Stated task ->
Show every line of the data that contains the string "woman", with case counting.

(Some data)
════════════════
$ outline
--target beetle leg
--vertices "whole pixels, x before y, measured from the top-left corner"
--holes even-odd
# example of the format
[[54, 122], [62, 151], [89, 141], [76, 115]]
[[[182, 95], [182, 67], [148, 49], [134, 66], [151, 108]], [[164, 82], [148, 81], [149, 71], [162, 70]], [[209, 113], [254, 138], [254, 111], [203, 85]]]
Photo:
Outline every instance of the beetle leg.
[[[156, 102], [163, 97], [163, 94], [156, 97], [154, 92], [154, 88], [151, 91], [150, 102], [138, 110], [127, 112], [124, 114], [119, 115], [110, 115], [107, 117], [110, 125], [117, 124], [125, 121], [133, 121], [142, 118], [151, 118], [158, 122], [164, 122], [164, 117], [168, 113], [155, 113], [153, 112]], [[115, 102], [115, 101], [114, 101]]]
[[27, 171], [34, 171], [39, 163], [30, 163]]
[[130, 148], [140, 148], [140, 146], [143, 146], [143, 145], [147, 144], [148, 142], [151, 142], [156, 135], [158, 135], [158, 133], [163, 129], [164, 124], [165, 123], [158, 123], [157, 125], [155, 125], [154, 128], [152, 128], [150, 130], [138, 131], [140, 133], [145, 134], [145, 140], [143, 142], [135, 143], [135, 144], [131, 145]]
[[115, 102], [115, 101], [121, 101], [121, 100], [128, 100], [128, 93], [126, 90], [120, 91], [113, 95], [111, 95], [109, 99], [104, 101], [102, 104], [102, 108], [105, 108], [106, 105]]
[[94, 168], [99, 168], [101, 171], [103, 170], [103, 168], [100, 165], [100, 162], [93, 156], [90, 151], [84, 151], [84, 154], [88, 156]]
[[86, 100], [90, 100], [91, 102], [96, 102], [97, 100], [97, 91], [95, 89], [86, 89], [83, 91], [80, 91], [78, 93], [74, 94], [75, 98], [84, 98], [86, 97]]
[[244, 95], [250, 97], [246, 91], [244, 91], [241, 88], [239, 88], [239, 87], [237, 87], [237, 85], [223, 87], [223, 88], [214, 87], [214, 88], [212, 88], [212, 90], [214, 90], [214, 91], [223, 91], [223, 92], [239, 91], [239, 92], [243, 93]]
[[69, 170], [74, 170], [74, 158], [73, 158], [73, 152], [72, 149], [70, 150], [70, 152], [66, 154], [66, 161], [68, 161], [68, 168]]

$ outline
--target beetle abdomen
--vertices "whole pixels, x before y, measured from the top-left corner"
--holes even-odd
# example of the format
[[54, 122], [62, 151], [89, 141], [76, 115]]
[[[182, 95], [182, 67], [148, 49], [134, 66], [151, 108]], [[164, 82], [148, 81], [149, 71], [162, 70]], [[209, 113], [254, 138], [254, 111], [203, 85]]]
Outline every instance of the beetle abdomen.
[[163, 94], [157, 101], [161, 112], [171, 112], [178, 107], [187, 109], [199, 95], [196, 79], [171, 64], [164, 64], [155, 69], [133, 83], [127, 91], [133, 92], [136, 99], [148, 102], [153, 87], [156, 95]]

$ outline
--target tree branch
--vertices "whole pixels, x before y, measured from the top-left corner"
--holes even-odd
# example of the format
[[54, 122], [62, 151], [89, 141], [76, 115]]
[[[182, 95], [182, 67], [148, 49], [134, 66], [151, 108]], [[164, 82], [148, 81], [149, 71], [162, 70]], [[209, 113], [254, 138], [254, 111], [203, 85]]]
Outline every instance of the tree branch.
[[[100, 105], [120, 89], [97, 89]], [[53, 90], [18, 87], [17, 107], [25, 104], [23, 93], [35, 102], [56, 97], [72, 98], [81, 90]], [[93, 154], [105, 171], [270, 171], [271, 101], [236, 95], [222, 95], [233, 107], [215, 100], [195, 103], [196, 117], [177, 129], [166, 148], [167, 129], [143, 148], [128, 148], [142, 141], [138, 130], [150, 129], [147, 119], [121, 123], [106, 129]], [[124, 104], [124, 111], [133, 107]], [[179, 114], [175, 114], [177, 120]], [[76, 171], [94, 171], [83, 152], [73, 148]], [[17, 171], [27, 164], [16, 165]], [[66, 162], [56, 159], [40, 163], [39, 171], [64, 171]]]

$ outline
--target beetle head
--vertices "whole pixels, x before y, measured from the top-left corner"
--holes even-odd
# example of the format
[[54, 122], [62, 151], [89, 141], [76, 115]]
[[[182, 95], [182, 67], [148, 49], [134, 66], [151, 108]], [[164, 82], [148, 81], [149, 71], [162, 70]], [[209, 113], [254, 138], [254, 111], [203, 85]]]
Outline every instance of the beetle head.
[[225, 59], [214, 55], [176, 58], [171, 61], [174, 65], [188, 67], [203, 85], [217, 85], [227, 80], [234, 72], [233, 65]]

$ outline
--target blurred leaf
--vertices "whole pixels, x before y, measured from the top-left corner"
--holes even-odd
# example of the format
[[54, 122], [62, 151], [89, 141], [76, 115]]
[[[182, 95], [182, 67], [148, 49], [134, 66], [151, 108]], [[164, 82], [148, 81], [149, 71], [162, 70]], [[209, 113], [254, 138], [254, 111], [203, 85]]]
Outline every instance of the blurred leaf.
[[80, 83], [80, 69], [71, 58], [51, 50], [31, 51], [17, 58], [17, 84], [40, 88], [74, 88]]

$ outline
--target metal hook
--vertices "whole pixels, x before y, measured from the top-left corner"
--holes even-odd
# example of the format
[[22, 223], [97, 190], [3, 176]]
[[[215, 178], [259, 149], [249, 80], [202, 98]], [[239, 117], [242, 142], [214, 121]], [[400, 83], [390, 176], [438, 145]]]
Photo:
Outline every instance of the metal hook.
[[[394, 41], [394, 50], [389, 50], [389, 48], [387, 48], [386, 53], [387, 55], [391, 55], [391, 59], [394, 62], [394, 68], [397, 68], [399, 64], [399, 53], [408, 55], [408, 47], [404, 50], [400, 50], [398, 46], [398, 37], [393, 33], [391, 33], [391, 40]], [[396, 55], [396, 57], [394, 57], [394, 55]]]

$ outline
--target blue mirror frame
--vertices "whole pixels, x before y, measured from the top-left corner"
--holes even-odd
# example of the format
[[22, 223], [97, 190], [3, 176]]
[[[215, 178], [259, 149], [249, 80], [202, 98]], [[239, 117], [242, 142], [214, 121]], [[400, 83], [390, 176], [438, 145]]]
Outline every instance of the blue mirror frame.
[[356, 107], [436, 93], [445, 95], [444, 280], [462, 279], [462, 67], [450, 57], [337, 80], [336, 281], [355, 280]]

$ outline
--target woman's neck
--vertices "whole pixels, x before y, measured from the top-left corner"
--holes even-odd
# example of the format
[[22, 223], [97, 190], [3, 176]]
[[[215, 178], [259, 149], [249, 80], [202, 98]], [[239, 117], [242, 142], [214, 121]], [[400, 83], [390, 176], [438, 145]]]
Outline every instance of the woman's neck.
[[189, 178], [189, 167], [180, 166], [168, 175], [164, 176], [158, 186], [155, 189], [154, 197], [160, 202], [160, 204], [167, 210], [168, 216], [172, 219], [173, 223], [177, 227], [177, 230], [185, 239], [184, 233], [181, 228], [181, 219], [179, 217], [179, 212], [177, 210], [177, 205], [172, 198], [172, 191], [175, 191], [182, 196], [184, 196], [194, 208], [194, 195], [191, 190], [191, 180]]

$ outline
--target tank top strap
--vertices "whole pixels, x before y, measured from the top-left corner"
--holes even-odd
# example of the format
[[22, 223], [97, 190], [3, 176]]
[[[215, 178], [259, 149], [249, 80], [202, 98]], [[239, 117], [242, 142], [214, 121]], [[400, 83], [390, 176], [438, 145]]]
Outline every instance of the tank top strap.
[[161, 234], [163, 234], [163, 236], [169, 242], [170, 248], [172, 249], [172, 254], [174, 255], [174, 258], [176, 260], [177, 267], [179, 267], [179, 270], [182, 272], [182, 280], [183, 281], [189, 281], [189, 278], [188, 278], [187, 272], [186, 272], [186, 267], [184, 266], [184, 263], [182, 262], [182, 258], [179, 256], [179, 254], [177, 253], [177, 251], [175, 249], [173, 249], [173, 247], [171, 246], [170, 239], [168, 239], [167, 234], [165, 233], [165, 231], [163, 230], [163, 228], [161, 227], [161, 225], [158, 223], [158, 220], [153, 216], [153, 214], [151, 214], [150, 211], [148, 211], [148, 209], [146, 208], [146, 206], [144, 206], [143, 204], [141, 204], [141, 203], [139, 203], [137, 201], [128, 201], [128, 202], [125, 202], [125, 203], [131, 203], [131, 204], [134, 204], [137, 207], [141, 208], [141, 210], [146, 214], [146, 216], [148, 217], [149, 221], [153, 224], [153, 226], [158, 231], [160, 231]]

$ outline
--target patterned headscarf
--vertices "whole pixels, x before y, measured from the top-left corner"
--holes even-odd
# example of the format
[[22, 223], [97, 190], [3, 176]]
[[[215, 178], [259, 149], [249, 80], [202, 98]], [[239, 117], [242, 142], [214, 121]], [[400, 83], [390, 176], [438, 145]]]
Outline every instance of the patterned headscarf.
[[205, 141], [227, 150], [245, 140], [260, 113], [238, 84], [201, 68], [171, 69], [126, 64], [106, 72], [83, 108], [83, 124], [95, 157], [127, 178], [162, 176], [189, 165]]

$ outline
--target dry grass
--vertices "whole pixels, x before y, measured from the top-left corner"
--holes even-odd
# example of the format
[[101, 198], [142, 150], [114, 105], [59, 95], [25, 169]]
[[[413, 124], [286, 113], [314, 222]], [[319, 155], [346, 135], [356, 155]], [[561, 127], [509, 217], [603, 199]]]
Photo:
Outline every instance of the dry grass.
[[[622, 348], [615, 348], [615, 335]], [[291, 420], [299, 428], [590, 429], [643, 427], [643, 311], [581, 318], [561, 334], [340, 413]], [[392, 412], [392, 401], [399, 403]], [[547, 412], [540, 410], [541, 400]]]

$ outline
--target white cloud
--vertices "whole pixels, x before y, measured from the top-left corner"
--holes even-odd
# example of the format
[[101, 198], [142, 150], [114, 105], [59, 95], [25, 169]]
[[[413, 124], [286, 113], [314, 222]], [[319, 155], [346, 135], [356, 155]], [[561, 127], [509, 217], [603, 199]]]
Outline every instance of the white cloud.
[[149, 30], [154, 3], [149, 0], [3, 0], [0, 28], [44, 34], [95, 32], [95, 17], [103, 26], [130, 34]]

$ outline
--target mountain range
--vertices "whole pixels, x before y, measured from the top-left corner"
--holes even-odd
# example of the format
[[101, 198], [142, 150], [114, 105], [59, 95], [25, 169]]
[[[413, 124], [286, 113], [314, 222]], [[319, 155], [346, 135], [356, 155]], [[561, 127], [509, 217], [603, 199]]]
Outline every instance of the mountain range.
════════════════
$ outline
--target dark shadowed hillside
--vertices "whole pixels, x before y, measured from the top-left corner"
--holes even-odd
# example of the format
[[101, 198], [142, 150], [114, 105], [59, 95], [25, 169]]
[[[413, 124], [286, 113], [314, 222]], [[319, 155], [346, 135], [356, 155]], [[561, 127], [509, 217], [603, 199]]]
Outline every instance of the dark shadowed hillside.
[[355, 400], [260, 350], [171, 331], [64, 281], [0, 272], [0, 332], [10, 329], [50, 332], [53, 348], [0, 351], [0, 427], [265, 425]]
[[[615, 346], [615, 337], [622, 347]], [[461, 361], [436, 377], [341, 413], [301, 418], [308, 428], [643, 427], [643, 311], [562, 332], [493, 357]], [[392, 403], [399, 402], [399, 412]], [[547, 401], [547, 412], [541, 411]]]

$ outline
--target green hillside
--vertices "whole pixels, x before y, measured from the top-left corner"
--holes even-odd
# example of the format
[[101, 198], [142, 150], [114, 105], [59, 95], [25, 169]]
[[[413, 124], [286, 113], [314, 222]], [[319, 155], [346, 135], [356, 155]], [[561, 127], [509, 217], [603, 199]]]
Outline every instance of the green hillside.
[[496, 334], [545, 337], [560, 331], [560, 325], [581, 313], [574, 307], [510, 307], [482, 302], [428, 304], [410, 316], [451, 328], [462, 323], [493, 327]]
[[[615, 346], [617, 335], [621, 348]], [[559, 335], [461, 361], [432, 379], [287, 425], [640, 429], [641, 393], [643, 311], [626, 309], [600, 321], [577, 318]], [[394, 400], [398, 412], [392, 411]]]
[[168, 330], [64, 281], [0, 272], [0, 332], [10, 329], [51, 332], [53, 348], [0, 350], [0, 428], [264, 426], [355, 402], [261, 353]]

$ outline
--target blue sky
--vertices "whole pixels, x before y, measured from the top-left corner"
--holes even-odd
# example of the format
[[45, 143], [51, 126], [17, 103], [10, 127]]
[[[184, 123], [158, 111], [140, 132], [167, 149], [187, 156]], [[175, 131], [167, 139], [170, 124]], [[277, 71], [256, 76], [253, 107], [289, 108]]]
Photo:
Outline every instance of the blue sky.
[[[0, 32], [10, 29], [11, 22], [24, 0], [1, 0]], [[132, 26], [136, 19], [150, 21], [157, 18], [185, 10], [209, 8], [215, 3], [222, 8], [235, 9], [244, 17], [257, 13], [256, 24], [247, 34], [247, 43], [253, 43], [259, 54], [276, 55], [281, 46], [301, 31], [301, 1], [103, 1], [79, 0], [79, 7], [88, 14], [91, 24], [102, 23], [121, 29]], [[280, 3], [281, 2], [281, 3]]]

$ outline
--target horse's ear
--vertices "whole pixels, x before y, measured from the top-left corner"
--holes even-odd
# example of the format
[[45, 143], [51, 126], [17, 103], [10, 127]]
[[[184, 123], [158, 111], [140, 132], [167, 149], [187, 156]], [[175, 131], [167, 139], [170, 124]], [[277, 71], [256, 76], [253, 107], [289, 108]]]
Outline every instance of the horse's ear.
════════════════
Expected output ->
--target woman's neck
Outline every instance of the woman's neck.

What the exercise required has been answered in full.